Now at the top, we’ve another couple of hours walking with Adin, up through the remainder of the valley, to the 14th century fort which overlooks Blagaj and the Mostar plain beyond, and down a steep mountain path, back into the town.


En-route, he opens up about his childhood. He was born in Blagaj during the war; it was a key battleground.  He says it was “like living in the movies, but at that age I couldn’t process anything, I was much older when I finally processed all that stuff.”


Adin moved 27 times during his childhood.  “I was always wearing, like, four coats and three pairs of trousers, in case we had to move again.”  He explains that his father fought in the war and spent 18 months in a JHA concentration camp.  “When he came home at the end of the war, I didn’t recognise my dad. He’d lost like 25 kilos, had this big beard, just stared out of his eyes.”  His father – like most of the men in his generation – spent the rest of his life with PTSD.  We mention to Adin the old men we saw alone at the restaurant last night; he says they probably all have the same condition.


As we trek up to the fortress in the sweltering, now late morning heat, Adin explains that the fortress is in much better condition that it used to be – courtesy of being occupied by defending soldiers during the war.  The areas in the mountains beyond where we were climbing were all mined, he says, and the remote patches are still to be cleared – the government (rightly) having focussed on the more heavily used agricultural land in the plains.


Like every other Bosnian we meet, he’s positive, and forward-looking.  He says that politicians still like to drag up the past and remind everyone of the horrors of 30 years ago, to score political points – but his generation and below are building a more unified, tolerant co-existence.  He’s Bosniak, his girlfriend is Serbian and he works in Belgrade (Serbia’s capital) in the winter.


Life is still far from easy in Bosnia, though. He says that around 150,000 18-25 years olds left during the pandemic (Bosnia total population: 3.2 million).  There are simply not enough jobs for them.  Even Adin can’t afford to live in Blagaj all year round, and he’s running three jobs. “Bosnians are very good at getting by on very little” he says.  He leads a frugal life, he says, and grows his own vegetables, like everyone else.  He rolls a rollie and smokes it as we head down the hill and back into the town.


After a very well-earned, two-trout-each lunch at a Buna-side restaurant overlooking the Blagaj Tekija, we head for our air conditioning and set off on the two-hour drive to Sarajevo. 

Past Mostar again, we leave the plain and follow the Neretva River upstream through a pretty valley, weaving amongst the southern Dinaric Alps.  We follow a series of beautiful rivers, gorges, lakes and dams for the next 140km, to Sarajevo.  Bosnia’s mountains are as spectacular as any we’ve seen across Europe – steep, lush, wooded, rocky, all at the same time.

We reach the outskirts of Sarajevo in late afternoon.  On the advice of the delightfully friendly Tarik at our campsite in Blagaj, we’re heading for a little campsite called ‘Olywood’, in the Trebević Hills, overlooking the city.  With no data connection and therefore no navigation, Nina is relying on screenshots taken before we left Blagaj to guide us in.  After a few extra turns through Sarajevo’s outskirts, and a quick stop at a local food market to buy some provisions, we find the campsite, thanks to her precision guidance.

◆ ◆ ◆ ◆

LIST OF TASKS>
1 – Reproduce the part of the Bosnia travel account that opens with the words containing "As we trek up" and closes with "in the plains.".
2 – Answer these questions from the Bosnia travel account:
(a) How many times did Adin move during his childhood?
(b) How long did Adin's father spend in a concentration camp?
(c) What is the name of the campsite in the Trebević Hills?
3 – Write the next part of the Bosnia travel account, picking up after its final sentence.

◆ ◆ ◆ ◆

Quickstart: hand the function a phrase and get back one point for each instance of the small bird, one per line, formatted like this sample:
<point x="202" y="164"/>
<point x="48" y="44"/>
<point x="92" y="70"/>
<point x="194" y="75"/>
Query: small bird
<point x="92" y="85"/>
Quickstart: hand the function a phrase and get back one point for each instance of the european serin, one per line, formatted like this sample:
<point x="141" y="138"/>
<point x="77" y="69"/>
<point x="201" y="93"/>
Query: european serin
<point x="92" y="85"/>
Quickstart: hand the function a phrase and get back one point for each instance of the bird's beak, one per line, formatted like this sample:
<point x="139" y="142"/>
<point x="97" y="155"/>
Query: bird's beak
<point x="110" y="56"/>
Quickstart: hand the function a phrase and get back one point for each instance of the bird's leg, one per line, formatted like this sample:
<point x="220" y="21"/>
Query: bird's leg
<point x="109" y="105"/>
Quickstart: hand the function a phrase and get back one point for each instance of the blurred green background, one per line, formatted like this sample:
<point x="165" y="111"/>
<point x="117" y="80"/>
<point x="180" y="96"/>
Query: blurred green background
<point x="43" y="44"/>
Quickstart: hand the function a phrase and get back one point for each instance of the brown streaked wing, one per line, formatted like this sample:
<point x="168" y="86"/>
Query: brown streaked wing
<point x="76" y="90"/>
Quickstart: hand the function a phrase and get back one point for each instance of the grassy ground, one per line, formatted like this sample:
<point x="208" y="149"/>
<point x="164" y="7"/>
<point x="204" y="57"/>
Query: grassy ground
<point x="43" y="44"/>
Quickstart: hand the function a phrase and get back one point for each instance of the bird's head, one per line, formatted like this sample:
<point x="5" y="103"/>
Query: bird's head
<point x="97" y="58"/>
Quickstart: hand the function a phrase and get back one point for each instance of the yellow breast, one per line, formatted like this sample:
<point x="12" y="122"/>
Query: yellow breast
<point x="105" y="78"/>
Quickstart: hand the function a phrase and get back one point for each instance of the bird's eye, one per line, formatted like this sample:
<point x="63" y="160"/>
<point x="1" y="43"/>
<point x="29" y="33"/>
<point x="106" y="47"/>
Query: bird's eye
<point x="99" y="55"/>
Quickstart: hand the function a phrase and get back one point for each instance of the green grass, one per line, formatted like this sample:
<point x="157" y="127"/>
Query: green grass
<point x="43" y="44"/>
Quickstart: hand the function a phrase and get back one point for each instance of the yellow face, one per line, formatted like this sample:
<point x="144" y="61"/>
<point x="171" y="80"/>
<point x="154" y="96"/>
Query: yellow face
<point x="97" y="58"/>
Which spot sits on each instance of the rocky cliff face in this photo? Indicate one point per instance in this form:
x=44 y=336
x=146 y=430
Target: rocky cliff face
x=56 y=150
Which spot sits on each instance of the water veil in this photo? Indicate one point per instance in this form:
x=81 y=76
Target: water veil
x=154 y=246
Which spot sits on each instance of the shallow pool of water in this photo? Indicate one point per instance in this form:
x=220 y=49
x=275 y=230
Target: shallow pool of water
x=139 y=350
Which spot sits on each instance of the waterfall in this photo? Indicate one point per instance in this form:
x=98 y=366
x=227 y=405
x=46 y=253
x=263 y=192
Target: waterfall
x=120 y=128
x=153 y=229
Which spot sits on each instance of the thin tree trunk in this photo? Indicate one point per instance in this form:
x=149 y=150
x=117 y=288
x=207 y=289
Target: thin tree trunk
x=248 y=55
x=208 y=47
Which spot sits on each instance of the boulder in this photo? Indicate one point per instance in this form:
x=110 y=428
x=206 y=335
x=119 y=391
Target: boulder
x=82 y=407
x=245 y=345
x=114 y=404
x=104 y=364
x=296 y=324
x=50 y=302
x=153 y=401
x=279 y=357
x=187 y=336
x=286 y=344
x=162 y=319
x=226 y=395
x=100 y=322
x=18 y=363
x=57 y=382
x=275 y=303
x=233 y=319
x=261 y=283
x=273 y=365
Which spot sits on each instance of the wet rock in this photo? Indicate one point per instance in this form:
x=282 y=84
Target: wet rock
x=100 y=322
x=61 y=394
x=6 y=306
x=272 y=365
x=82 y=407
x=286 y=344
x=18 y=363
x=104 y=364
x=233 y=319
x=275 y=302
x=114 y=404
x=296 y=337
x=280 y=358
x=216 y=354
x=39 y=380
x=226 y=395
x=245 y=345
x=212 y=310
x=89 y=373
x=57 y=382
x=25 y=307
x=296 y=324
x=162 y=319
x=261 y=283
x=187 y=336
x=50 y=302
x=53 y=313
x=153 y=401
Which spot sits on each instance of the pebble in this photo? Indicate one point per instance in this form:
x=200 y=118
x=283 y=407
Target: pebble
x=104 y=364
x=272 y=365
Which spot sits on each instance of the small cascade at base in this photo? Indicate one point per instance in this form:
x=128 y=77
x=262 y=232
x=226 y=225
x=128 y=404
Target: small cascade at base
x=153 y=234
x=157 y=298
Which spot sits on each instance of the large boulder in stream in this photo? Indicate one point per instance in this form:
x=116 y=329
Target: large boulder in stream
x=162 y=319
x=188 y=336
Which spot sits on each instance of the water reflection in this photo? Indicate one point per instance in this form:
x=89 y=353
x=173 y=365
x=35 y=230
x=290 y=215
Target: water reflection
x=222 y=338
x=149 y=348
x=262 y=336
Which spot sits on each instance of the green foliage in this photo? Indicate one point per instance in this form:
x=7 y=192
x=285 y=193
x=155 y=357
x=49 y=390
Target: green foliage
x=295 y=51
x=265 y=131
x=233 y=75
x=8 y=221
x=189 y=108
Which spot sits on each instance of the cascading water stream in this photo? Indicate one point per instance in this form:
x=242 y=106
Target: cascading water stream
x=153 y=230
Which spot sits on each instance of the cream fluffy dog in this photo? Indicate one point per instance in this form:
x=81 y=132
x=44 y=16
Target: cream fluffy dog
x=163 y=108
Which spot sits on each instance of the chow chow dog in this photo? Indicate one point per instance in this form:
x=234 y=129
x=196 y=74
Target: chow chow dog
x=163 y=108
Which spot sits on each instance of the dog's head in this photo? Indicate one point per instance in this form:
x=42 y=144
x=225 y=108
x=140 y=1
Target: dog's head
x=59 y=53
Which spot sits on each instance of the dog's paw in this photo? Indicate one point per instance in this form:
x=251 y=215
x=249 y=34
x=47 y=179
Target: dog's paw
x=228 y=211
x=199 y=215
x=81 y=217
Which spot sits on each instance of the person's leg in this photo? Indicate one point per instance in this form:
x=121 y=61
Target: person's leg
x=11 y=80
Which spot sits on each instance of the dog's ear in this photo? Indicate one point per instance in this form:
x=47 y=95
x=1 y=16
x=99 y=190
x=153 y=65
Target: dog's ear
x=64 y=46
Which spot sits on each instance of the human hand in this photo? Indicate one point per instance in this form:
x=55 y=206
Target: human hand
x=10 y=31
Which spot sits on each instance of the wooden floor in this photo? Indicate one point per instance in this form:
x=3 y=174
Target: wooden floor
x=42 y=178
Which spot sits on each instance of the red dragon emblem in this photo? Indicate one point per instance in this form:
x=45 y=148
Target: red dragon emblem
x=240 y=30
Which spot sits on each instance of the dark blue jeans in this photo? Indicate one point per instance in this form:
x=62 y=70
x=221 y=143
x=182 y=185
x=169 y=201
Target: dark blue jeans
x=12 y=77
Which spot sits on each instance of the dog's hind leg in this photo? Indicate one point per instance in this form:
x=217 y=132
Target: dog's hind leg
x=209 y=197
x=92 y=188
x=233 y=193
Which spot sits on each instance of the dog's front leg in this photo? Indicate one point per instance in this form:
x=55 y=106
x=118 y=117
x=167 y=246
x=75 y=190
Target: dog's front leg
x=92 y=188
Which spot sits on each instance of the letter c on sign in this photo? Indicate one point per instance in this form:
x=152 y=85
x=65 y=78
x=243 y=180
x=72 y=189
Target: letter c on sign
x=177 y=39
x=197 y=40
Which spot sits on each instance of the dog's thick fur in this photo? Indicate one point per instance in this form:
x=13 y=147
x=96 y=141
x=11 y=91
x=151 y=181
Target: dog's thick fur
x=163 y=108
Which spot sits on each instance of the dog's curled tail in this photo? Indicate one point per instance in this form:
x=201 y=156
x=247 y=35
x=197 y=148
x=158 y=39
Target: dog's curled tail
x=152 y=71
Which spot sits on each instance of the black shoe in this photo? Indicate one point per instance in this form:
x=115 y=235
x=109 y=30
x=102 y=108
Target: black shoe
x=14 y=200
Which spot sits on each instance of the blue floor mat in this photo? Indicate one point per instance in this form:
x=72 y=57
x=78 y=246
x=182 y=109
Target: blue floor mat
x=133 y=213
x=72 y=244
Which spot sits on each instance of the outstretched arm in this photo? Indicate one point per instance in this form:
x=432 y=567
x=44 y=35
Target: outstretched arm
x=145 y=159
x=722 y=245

◆ ◆ ◆ ◆

EXERCISE ANSWERS>
1 –
As we trek up to the fortress in the sweltering, now late morning heat, Adin explains that the fortress is in much better condition that it used to be – courtesy of being occupied by defending soldiers during the war.  The areas in the mountains beyond where we were climbing were all mined, he says, and the remote patches are still to be cleared – the government (rightly) having focussed on the more heavily used agricultural land in the plains.

2 –
(a) 27 times
(b) 18 months
(c) Olywood

3 –
‘Olywood’ is little more than the (large-ish) garden of a local called Oly, who quit his job in the entertainment industry 15 years ago and now lets his garden out to campers.  It’s got a laid-back, hippy vibe.  After our supper, a quartet of Turkish bikers who’d been camping next to us in Blagaj turn up; we share beers and juices with them and exchange stories, over an hour of Google Translate-enhanced banter and laughter.

 

Day 88, July 10th.  Sarajevo, Bosnia & Herzegovina, 32 - 39C, sunny


Today, we’ve arranged to meet Danijela (‘j’ pronounced ‘y’ per all Slavic languages) to give us a tour round Sarajevo.  She can’t meet us until after lunch, so having taken down the tent, driven in to the city centre and parked in an underground car park below ‘Aria’ – a brand new, multi-story shopping centre – we explore the city a little ourselves.


It’s hard not to love Sarajevo.  Despite the occasional bullet holes that are still scattered across some of its buildings, it’s a busy, relaxed city, brimming with energy and optimism.  Before doing anything else, we stop for a coffee in a busy plaza outside Aria, to take in the atmosphere.  Like every other part of this country we visit, everyone smokes.   


We still have a few things to replace following our theft in Rome, including a tripod for our camera and some more clothes for Nina and I.  Within half an hour and very little hassle, we find everything we need – including new linen trousers and shirts – in the Aria shopping centre.  I don’t think that’s ever happened to us in the UK before.


We walk through the Western end of the city and have lunch at ‘Klopa’, recommended by Danijela, next to the Cathedral of the Sacred Heart – an imposing, twin towered stone edifice that wouldn’t look out of place in Vienna.  Lunch is outstanding – one of our best yet on the trip: grilled chicken topped with local Bosnian cheese, rare steak, lamb chops, grilled vegetables, and a most welcome pizza for Laurie.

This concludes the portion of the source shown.